## Required work
Locate every line below that contains the word "balloon" and copy it.

(Natural-language object grounding data)
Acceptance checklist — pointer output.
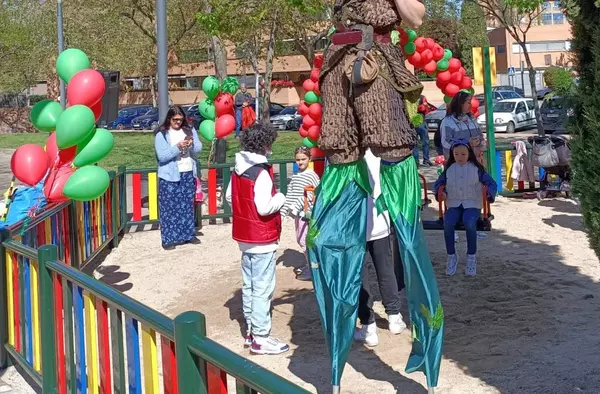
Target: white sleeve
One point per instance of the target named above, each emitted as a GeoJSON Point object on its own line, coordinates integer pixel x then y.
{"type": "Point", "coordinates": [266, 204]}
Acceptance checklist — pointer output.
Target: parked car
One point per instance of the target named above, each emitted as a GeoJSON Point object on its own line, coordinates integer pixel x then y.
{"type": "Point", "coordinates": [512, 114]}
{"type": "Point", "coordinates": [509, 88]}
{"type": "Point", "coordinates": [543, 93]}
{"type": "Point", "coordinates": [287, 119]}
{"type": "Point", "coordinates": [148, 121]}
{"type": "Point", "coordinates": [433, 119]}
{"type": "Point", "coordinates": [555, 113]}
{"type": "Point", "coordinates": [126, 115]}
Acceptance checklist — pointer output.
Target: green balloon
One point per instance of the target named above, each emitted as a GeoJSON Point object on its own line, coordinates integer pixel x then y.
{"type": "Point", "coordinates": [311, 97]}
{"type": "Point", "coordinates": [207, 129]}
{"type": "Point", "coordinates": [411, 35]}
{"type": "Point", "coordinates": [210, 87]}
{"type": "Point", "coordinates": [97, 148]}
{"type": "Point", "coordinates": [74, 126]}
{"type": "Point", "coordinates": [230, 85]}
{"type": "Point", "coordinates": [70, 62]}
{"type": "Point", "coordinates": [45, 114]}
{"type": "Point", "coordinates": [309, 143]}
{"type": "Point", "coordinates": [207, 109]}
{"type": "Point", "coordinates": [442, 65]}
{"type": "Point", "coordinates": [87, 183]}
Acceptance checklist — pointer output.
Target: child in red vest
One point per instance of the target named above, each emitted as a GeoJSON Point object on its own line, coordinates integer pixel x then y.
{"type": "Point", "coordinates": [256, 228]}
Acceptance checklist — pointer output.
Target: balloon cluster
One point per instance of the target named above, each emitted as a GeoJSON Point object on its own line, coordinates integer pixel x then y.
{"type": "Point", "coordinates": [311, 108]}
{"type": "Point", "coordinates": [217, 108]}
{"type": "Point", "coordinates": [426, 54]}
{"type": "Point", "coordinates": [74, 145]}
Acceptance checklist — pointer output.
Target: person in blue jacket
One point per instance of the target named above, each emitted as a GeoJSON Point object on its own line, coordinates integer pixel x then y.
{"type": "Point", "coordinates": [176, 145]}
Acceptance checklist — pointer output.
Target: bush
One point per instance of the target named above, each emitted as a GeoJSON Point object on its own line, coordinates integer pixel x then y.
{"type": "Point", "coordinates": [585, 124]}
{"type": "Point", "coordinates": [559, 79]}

## Response to this exercise
Target: green balloon
Target: balloon cluster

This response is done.